** START **

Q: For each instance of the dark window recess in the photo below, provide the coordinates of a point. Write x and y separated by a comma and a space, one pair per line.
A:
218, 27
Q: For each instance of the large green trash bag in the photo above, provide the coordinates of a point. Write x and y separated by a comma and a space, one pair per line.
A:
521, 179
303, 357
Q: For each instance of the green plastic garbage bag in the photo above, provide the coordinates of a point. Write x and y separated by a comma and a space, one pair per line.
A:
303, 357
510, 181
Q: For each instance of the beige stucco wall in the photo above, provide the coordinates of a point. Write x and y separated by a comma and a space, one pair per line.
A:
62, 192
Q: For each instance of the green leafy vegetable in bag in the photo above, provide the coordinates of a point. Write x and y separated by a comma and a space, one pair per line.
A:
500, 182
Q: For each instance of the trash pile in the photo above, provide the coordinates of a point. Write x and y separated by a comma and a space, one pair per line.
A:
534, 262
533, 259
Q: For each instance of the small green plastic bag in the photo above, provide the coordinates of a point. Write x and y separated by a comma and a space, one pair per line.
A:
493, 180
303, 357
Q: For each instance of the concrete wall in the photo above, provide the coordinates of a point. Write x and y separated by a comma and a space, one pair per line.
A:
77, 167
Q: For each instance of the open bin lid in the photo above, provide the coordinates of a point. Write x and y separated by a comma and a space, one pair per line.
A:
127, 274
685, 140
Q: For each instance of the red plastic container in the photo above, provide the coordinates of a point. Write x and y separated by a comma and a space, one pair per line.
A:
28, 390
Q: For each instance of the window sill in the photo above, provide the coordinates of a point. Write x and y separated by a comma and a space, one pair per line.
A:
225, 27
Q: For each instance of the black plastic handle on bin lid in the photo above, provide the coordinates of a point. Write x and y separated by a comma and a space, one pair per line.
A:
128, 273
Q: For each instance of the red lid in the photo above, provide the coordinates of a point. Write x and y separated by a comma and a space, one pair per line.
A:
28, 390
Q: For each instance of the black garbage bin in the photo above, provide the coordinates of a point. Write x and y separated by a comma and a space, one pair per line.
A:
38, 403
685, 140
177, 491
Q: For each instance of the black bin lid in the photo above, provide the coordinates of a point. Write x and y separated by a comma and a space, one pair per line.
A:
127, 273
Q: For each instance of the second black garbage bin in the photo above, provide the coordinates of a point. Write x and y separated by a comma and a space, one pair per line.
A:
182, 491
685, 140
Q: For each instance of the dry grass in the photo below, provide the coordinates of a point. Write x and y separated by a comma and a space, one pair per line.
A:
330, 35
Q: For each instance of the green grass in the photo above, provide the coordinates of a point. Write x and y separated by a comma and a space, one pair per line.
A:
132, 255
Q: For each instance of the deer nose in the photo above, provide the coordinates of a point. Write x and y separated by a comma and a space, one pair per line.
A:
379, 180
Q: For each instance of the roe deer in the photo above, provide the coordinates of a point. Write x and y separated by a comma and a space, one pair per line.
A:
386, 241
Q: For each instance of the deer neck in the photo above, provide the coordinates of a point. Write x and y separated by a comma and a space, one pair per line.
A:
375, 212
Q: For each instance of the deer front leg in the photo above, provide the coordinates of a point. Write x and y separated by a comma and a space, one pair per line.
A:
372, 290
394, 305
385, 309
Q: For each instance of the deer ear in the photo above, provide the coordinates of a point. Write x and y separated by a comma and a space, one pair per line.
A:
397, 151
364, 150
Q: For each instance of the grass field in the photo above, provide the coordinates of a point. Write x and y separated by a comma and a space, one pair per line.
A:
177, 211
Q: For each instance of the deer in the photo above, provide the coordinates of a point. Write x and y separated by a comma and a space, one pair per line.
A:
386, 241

** END **

■ **WHAT IS ASKED**: Swap "provide" for "give" throughout the material above and write it all out again, with nothing else changed.

■ **RESPONSE TO THIS EXERCISE**:
Q: For each instance of the dark window recess in the photo below, give the coordinates of a point. Write x and y separated by a comma and a space, one pair per line.
A:
218, 27
Q: For each instance of the large green trash bag in the photo above, give the coordinates of a point. Write x and y separated by a comma and a space, one pair per line.
A:
521, 179
303, 357
Q: For each instance of the green plastic garbage bag in the photo above, give the coordinates of a point. Write x and y separated by a comma and a space, one pair per line.
A:
303, 357
510, 181
Q: For each instance of the beige stucco wall in the photo above, give the coordinates of a point. Write x and y separated by a comma and a space, one pair per line.
A:
62, 192
Q: For each instance of the green leafy vegetable in bag in the photo above, give the coordinates of a point. Write x and y separated by a comma and a space, one pair per line.
A:
500, 182
Q: For each instance of the trash pile in the photo above, give the coordinates of a point. Write x and y separated by a comma and a space, one pair per line.
A:
534, 262
533, 259
Q: For each instance of the small green plastic bag in the photo above, give the coordinates of a point. Write x and y separated by a comma and a space, one pair per line.
A:
493, 180
303, 357
Q: For each instance of the concrete wall in the photo above, give the coordinates of a point. Write x and y separated by a comma and a space, one pair per line.
A:
77, 167
Q: For each instance of the open bin lid in the photo above, give the coordinates of a point. Write x and y separated by a comma and a space, one pair per line.
A:
127, 274
685, 140
Q: For each instance of the red plastic container in the photo above, give the coordinates of a point. Write x and y separated by a comma and a space, one pair per line.
A:
28, 390
Q: For each instance of the window sill in the photo above, give the coordinates of a point. Write x and y separated by a comma and a space, one pair per line.
A:
225, 27
Q: For each instance of the black plastic handle on bin lid in the photo above, give the coordinates of a point. Write x and y separated by a comma and a space, one pair per line.
A:
128, 273
Q: For each instance of the red lid in the photo above, give the coordinates of a point. Write x and y separated by a comma and a space, one pair per line.
A:
28, 390
Q: For each instance of the black garbage bin in the photo above, give the coordinates of a point. Write x and y separated by a comma and a space, one pair per line.
A:
38, 403
685, 140
177, 491
Q: For each instance of the black bin lid in the photo above, give the coordinates of a point. Write x and y separated by a comma and a space, one pair per line.
A:
127, 273
Q: For each instance of the second black garbage bin in the photo above, give the coordinates of a point. Write x and y separated by a comma and a space, one pair per line.
A:
182, 491
685, 140
Q: For each instance of the dry grass in the photo below, give the coordinates of a point. Write x and y separated by a comma and a space, one pair per line.
A:
330, 35
Q: For each instance of the green grass in the photo above, give the coordinates of a point. Write x and y separated by a comma and a space, one pair per line.
A:
132, 255
Q: For each instance of the deer nose in the photo above, give the coordinates of a point. Write x and y separated by a comma and a space, one pair per line.
A:
379, 180
Q: For each instance of the roe deer in the photo above, give the coordinates of a point. Write x and y separated by a comma and a space, one pair per line.
A:
386, 241
Q: For each instance of the deer neck in the photo above, give the coordinates of a point. Write x and y separated by a comma and a space, one pair per line.
A:
375, 212
Q: For each instance of the deer front leg in the photo above, give the coordinates of a point. Write x and y separated by a comma and a space, one pair per line.
A:
372, 290
394, 305
385, 309
Q: For each instance of the deer ear in the photo above, give the coordinates of a point. Write x and y separated by a comma and a space, one pair per line.
A:
397, 151
364, 150
Q: For each instance of the grass field in the photo above, give the coordinates of a point. Write x and y separated by a comma and a space, one pair per line.
A:
177, 211
Q: For each instance of the deer in the photo above, give the coordinates of a point. Write x and y separated by a comma and a space, one pair per line.
A:
386, 241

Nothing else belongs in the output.